▸ PROBLEM DESCRIPTION:
Reproduce verbatim the data from the line containing "pick out the pink tinged" through the final line of the data, inclusive.

===============

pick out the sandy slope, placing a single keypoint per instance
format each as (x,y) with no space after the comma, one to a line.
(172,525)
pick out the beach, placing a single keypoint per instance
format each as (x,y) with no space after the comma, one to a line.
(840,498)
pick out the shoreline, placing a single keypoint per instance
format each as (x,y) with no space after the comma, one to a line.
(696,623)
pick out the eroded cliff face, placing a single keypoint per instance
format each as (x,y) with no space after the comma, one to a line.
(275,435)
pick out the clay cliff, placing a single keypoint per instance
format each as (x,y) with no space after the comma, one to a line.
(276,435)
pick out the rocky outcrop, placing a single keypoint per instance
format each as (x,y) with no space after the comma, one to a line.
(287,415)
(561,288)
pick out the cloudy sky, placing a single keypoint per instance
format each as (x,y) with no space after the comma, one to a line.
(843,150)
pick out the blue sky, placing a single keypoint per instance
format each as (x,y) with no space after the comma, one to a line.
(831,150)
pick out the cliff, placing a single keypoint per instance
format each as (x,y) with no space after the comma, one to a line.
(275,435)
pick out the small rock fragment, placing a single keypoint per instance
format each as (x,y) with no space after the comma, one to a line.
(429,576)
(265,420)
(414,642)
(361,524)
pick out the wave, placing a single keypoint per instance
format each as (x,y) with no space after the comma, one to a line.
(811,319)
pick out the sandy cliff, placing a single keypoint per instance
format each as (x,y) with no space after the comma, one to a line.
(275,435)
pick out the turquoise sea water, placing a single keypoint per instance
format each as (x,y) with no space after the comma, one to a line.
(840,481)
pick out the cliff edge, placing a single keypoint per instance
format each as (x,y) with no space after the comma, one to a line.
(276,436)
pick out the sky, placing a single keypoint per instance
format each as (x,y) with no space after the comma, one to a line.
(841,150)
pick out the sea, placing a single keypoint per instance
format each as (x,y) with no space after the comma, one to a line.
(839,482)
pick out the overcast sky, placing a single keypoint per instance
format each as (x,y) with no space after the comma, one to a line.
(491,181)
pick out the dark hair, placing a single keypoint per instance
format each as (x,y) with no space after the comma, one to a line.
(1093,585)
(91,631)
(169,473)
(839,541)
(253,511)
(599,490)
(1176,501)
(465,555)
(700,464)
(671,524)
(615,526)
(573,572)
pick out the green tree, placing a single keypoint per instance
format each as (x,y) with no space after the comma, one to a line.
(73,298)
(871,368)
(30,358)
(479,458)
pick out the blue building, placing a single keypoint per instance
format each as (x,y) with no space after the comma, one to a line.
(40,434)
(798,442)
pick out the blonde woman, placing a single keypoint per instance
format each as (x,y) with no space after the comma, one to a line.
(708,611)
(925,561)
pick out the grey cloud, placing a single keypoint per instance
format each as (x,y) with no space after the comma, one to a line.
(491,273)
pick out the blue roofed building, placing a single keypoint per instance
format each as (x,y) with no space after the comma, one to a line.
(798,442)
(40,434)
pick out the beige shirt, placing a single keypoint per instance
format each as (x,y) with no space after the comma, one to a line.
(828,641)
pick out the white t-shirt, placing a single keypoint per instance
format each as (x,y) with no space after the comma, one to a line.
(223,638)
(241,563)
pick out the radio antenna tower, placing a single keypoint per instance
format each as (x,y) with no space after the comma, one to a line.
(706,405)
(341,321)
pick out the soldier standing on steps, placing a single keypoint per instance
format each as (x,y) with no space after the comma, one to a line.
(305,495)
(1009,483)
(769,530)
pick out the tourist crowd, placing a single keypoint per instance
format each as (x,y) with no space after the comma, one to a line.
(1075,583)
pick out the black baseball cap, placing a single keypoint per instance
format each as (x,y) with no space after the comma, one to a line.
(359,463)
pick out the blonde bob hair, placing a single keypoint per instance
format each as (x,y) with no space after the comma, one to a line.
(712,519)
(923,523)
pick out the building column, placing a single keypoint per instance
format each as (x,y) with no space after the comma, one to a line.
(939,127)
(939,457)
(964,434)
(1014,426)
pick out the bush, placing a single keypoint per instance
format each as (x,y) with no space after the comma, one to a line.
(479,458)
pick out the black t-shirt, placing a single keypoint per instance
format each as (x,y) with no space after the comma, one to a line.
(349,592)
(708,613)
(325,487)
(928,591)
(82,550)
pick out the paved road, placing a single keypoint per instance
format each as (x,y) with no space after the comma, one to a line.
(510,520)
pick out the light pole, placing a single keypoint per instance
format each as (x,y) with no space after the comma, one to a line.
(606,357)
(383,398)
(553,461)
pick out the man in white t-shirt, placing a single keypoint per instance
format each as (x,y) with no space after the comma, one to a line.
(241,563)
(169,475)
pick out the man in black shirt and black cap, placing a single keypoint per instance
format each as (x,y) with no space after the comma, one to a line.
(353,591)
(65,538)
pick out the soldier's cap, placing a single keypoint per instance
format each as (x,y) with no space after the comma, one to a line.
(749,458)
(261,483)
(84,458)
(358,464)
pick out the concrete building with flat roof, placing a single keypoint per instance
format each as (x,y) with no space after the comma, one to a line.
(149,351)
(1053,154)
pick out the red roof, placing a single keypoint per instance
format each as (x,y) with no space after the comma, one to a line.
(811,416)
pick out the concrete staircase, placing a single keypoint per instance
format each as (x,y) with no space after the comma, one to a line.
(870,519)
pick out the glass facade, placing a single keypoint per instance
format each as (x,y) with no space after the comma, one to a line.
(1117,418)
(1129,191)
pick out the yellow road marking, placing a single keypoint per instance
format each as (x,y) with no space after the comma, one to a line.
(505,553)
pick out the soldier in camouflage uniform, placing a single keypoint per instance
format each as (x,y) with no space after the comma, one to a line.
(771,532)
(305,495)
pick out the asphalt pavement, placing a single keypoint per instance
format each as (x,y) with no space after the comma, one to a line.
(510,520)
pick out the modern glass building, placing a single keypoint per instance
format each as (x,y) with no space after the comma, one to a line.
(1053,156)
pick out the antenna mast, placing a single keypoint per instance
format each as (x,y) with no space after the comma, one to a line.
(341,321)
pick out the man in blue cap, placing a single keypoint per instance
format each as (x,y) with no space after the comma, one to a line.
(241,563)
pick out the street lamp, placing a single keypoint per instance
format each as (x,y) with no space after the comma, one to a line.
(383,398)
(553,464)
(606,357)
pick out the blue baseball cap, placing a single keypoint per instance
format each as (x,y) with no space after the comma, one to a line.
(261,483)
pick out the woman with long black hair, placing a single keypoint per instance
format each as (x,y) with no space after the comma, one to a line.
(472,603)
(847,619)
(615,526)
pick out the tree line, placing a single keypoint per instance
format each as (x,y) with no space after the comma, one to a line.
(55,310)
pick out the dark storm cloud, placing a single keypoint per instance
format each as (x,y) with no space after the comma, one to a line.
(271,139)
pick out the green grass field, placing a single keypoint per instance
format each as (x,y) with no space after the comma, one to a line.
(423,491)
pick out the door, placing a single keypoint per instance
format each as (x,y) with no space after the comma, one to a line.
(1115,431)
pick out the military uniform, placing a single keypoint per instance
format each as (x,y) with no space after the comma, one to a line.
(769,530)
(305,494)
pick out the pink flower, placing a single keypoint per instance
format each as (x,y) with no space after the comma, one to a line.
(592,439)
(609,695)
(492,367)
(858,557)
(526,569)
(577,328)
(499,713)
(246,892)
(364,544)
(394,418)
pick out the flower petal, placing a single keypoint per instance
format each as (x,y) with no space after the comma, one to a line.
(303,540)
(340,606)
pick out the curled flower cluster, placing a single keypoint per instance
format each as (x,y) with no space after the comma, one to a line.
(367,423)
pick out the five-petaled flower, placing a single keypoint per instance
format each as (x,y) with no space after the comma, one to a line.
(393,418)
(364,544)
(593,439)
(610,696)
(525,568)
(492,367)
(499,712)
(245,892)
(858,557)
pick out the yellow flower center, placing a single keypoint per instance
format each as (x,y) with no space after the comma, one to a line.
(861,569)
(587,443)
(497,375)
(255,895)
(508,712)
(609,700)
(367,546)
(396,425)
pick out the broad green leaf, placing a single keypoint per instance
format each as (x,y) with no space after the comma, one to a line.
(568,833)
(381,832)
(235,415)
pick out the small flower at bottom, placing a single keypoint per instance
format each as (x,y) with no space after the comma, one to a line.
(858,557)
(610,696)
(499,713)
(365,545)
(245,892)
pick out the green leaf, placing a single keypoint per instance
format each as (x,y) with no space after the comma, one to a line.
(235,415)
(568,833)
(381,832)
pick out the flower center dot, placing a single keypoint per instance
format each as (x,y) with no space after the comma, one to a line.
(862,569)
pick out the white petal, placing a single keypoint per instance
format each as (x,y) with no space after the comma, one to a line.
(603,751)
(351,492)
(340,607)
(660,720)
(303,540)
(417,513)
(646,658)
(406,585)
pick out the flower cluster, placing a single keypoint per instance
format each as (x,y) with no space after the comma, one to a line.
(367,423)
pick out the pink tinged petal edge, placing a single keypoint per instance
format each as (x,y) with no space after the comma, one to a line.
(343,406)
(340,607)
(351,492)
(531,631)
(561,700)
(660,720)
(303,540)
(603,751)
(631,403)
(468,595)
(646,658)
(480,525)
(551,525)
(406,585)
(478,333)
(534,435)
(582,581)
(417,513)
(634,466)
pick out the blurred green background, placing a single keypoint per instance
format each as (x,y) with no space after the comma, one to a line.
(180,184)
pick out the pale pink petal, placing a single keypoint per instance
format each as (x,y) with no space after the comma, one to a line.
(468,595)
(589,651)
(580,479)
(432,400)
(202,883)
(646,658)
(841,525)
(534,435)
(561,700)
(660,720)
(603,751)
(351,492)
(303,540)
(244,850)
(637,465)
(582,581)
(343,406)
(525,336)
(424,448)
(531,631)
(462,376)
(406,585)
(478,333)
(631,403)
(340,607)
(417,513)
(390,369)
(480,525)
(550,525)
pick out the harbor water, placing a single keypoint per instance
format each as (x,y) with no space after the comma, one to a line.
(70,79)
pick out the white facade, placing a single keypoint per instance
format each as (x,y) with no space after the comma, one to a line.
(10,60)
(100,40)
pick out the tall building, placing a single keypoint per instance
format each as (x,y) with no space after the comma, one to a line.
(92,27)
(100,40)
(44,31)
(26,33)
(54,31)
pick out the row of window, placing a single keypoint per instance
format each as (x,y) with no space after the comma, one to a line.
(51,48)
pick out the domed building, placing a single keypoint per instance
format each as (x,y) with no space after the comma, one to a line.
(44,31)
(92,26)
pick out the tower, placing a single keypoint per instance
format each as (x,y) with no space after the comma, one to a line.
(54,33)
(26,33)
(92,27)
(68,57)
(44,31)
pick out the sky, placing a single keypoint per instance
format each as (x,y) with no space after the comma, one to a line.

===============

▸ RESULT OF THIS TASK:
pick out the pink tinged petal edge, placing a single keypoint per instance
format each as (x,y) with no space after the comma, one to a line.
(343,406)
(340,607)
(351,492)
(531,631)
(561,700)
(660,720)
(303,540)
(603,751)
(631,403)
(468,595)
(646,658)
(480,525)
(551,525)
(406,585)
(478,333)
(534,435)
(582,581)
(417,513)
(634,466)
pick out the blurred green background, placing a single keypoint per instance
format each as (x,y) with no space after the comma, one to a line.
(180,184)
pick out the pale pink petal, placing a single keypoint per instance
format each as (x,y) with no space after the comma, one to a line.
(468,595)
(589,651)
(580,479)
(432,400)
(202,883)
(646,658)
(841,525)
(534,435)
(561,700)
(660,720)
(603,751)
(351,492)
(303,540)
(244,850)
(637,465)
(582,581)
(343,406)
(525,336)
(424,448)
(531,631)
(462,376)
(406,585)
(478,333)
(631,403)
(340,607)
(417,513)
(390,369)
(480,525)
(550,525)
pick out the harbor water, placing a single keypoint per instance
format each as (x,y) with no space after the comma, one to a line.
(70,79)
pick out the white facade, placing a single keypoint per instance
format each as (x,y) with no space after the comma, one to a line.
(10,60)
(100,40)
pick out the tall building, placing a single keypoint per instance
format each as (x,y) with no space after the comma, one to a line.
(92,27)
(100,40)
(44,31)
(26,33)
(54,31)
pick out the row of window, placing a single keypoint per instance
format each as (x,y) with no space after the comma, one to a line.
(51,48)
pick out the domed building, placing a single keypoint per instance
format each as (x,y) with no space after the comma, one to a line.
(44,31)
(92,26)
pick out the tower, placing a single keypoint per instance
format each as (x,y) with no space after the comma, one to a line.
(54,33)
(26,33)
(92,27)
(68,57)
(44,31)
pick out the sky, placing a single keypoint per instance
format each as (x,y) with no space after the comma, one to a line.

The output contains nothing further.